[[ PASSAGE open ]]
Christianity has shown an incredible willingness to assimilate other religious traditions. So while Christianity may not be of those pagan traditions, it has assimiliated much of them.

The Native American cultures were NOT technologically or socially inferior to the west, they were only MILITARILY inferior. Cortez took advantage of a populace ready to revolt against the Aztecs the pre-eminent empire in the Americas. The Incas were performing brain surgery. Cortez’s army was mostly made up of tribes conquered by the Aztecs. Their geographic isolation made them extremely susceptible to strains of virii they had never encountered.

The Irish up until the Irish Potato Famine were only nominally catholic half the time. If you go and spend any time in most locales you’ll find that their pagan tradition is alive and well in their folklore.

Quantity of people who are willing to claim a religion is not a good indicator of anything.

The Zoroastrians are not hanging by a thread, they have a long tradition that is relatively intact, there are plenty of American Christians completely ignorant to their own faith. I’d wager (and I have nothing to back this up) that the average Zoroastrian born into their faith knows a whole hell of a lot more about it than the average Christian born into theirs.

I’d say that your idea that Hinduism has survived where other traditions have not, is not true. All religions have metamorphosized throughout the ages, they have all mixed with one another and influenced one another.

Erek

There’s only about 100,000 Zoroastrians left, and to be considered one you must be born of two Zoroastrian parents. They don’t accept converts. Intermarriage is at an all-time high. That’s not a recipe for long-term survival.

Wow. On second glance, lordy, did I butcher that post. Even beyond the misspellings and extra letters there are lots of dropped and misplaced words - for exampleAbbasid should follow Persianocentric, prior should be before to the Muslim conquests, not isolated, etc…

I wouldn’t normally bitch about my typing shortcomings, but man…that sucked :p.

Anyway, mostly posting to say that there doesn’t seem to be complete consensus on whether or not conversion to Zoroastrianism is allowed, whether from mixed marriages or just from personal interest. Seems to break down along “conservative” vs. “non-conservative” interpretations.

But I would agree that even if it doesn’t appear that Zoroastrianism is going to completely die out anytime soon, it’s still true that it isn’t exactly thriving. It seems to be hanging on, but that’s about it.
[[ PASSAGE closed ]]
[[ AVAILABLE DATA open ]]
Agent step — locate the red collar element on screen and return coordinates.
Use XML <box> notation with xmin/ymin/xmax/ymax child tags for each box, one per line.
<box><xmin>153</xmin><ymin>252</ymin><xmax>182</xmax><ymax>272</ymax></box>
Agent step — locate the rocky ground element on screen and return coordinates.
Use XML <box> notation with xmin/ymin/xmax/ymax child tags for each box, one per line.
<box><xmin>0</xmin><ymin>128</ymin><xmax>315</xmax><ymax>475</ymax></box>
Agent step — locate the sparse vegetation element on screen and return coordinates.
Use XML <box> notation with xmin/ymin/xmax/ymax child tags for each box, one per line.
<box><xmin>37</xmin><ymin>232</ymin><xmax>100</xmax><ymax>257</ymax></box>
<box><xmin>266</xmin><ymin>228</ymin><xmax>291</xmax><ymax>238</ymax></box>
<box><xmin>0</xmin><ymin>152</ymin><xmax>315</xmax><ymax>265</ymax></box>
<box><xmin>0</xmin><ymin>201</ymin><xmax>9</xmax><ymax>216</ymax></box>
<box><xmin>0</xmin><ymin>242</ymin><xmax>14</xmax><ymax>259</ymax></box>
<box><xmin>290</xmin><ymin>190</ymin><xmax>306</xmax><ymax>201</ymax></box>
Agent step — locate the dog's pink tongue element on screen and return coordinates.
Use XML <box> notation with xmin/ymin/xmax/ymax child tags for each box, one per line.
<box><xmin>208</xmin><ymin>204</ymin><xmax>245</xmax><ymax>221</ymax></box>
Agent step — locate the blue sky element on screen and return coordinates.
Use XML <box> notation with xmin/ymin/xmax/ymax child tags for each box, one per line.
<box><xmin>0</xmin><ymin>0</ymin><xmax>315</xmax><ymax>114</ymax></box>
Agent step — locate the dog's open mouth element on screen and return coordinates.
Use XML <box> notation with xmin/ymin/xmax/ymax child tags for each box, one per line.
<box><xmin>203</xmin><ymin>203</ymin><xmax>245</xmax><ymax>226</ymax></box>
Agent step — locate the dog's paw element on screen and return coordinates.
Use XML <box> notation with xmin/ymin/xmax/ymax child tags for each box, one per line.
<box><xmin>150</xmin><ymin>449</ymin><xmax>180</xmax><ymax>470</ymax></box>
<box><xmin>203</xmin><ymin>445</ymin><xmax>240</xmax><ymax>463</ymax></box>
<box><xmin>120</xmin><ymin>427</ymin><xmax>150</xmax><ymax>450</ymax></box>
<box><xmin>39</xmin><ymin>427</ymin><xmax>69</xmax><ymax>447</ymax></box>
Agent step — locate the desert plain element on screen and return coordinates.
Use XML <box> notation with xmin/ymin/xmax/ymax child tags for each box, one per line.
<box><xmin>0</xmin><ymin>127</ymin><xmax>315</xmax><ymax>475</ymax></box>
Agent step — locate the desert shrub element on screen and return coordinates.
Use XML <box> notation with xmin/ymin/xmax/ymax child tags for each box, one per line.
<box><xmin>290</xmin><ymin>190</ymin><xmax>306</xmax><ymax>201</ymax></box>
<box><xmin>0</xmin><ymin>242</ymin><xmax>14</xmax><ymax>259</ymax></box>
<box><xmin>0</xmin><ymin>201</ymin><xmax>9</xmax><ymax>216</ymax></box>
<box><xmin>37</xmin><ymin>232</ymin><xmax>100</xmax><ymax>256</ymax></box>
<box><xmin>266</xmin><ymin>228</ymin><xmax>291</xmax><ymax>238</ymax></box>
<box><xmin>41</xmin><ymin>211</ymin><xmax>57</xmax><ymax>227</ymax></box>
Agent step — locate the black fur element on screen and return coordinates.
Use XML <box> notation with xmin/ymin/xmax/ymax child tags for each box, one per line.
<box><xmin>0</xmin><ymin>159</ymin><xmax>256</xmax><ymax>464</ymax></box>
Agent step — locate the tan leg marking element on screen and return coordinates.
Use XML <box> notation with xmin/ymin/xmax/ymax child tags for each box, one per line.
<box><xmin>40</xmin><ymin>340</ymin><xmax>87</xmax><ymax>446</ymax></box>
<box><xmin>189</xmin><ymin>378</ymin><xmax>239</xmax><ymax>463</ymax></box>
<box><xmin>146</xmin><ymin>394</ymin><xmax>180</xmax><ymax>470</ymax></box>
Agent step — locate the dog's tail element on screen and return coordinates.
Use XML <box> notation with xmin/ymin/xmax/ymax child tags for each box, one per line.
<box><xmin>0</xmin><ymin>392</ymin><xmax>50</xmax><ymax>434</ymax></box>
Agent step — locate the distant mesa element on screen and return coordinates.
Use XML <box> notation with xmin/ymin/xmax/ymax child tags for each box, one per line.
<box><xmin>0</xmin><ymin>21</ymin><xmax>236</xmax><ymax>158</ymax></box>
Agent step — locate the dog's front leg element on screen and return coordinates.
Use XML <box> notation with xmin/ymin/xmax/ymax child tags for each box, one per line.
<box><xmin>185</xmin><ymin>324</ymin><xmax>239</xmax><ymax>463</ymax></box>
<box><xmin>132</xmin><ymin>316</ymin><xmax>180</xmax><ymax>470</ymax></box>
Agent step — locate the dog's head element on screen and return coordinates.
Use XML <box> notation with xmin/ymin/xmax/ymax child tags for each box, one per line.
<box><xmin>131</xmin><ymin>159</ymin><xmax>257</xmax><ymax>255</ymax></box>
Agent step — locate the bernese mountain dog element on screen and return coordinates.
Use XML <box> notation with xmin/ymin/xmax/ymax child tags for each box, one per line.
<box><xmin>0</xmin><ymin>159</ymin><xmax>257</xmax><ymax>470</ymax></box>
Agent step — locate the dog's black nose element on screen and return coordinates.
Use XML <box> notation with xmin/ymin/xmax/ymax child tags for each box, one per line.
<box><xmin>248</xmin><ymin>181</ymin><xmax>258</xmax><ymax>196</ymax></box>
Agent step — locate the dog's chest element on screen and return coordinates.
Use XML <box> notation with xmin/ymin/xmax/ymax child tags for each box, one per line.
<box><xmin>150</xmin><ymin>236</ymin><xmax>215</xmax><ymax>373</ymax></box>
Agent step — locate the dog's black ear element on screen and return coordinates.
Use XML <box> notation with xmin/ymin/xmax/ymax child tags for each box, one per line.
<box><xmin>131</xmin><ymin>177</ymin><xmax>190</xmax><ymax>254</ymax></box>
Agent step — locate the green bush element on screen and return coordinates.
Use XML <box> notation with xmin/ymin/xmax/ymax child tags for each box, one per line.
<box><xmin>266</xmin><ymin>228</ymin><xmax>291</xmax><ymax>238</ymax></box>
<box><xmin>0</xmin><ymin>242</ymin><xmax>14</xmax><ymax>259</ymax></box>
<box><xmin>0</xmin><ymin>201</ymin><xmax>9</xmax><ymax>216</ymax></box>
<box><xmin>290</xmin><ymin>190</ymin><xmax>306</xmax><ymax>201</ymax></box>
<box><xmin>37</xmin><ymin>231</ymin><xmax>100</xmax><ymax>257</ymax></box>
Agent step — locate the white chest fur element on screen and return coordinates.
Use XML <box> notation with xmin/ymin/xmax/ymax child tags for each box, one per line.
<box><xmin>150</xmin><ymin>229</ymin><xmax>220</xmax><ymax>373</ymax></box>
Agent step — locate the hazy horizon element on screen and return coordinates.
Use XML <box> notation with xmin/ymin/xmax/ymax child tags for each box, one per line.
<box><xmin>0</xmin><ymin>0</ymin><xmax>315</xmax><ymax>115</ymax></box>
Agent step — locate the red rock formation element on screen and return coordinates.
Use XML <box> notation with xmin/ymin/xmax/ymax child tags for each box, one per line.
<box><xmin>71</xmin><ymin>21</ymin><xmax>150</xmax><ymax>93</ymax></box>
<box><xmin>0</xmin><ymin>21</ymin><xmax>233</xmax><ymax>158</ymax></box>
[[ AVAILABLE DATA closed ]]
[[ AVAILABLE DATA open ]]
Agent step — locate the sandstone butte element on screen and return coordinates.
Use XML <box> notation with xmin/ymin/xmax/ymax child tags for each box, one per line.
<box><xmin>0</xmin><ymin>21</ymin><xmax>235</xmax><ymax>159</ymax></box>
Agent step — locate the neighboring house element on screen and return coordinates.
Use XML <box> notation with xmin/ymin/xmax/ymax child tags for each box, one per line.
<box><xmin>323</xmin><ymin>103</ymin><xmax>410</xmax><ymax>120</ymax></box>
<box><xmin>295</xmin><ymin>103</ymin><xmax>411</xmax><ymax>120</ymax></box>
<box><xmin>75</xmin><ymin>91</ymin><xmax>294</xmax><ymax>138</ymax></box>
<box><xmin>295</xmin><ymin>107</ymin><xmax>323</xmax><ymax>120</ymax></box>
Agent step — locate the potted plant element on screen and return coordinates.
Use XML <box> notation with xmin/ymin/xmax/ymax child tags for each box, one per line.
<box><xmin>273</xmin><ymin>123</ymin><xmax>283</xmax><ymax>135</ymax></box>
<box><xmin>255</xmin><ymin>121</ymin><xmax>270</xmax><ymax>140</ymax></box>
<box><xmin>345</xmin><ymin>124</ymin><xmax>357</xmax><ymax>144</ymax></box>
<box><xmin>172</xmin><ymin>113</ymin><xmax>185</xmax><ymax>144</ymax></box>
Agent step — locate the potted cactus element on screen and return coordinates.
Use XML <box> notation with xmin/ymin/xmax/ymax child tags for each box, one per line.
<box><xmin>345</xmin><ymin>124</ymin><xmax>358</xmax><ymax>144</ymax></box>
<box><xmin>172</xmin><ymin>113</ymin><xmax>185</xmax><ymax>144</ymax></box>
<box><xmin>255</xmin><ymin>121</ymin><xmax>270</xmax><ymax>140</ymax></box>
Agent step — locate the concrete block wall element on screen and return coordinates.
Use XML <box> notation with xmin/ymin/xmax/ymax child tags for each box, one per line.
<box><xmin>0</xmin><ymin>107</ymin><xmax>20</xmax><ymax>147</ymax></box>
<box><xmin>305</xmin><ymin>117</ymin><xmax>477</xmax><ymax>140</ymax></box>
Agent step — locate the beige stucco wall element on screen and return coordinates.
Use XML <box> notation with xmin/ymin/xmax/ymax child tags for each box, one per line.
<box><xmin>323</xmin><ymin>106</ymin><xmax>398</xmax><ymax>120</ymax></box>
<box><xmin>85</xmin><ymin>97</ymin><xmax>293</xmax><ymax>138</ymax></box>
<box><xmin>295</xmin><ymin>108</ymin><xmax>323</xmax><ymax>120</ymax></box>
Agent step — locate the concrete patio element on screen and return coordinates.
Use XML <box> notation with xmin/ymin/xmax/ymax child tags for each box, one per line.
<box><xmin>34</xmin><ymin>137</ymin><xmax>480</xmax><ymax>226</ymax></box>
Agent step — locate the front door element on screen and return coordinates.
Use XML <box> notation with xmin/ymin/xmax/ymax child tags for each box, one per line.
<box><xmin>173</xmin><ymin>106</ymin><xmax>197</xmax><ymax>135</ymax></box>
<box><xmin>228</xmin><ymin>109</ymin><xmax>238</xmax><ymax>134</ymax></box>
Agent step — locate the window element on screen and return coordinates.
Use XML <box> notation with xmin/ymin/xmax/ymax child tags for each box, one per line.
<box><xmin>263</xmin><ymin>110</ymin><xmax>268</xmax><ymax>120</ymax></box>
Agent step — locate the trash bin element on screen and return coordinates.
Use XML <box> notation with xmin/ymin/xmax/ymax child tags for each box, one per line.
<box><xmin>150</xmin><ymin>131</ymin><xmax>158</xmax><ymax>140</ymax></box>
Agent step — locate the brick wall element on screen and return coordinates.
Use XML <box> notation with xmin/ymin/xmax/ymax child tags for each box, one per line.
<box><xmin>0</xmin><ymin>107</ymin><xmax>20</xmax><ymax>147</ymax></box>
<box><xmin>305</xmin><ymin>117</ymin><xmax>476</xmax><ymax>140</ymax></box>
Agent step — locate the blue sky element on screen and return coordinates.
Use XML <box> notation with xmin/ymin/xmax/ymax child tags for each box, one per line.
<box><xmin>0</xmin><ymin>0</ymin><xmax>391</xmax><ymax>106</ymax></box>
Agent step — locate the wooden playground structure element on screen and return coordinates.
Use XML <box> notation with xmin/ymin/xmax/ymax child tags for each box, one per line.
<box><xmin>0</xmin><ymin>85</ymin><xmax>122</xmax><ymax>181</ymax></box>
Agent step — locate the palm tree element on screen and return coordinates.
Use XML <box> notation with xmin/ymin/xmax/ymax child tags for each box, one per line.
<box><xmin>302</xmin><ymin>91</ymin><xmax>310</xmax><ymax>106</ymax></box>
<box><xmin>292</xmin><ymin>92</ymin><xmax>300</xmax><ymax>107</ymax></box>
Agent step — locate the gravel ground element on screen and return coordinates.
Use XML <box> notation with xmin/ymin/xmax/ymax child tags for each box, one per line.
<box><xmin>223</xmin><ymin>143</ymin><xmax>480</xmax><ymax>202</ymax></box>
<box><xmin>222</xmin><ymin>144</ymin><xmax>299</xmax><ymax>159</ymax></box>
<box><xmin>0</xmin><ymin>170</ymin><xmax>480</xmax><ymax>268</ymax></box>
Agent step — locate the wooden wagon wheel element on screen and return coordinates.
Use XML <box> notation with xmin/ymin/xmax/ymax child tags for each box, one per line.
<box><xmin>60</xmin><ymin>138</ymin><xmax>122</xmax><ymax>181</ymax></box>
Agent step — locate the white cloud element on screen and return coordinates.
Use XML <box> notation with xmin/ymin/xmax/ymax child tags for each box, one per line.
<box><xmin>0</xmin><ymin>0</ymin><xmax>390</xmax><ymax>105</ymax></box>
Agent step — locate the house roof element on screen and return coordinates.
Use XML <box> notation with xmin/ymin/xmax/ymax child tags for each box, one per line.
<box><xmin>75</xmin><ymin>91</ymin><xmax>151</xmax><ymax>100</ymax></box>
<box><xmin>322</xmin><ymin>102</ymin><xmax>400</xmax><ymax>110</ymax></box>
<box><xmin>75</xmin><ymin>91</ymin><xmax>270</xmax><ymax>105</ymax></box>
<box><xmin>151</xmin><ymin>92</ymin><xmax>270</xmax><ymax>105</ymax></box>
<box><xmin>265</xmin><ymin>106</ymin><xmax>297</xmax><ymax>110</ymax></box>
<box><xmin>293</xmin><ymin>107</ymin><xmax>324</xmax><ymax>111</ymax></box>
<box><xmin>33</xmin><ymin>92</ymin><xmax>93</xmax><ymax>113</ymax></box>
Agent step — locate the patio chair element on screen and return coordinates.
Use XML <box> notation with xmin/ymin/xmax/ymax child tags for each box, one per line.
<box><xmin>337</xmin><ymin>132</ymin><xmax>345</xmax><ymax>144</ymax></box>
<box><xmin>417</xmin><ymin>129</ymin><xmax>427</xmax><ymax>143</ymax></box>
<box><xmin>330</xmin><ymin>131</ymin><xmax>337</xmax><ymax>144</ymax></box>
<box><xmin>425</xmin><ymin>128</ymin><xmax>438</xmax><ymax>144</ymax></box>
[[ AVAILABLE DATA closed ]]
PROBLEM: Could you carry on the discussion of Zoroastrianism and other religious traditions from its last line?

RESULT:
  • Tamerlane

Again, I would like to stress quality over quantity. While there are only 100,000 Zoroastrians, I’d be willing to bet that they have a much more intimate connection with their faith than the average Christian. I’d be willing to bet that even the impious Zoroastrian is much more intimately connected to the religion than the average christian, BECAUSE of the community aspect of it. When there are only 100,000 of you in the world, it’s not impossible to get to know almost every single one of them, and I’d be willing to bet there are ways to spot one of that kind. I have found this myself being involved in organizations that engender camaraderie, I can only imagine what it would be like if it was hereditary and brought from a tradition of thousands of years. So while I think that yes sheer quantity is a factor in the survival of the religion, I don’t think that purity is something to be scoffed at. This is mere conjecture on my part, inferences that I am drawing from my experience with other religions that are less diluted than Christianity. So I am assuming that Zoroastrianism must be super concentrated in order to maintain itself in this condition for so long.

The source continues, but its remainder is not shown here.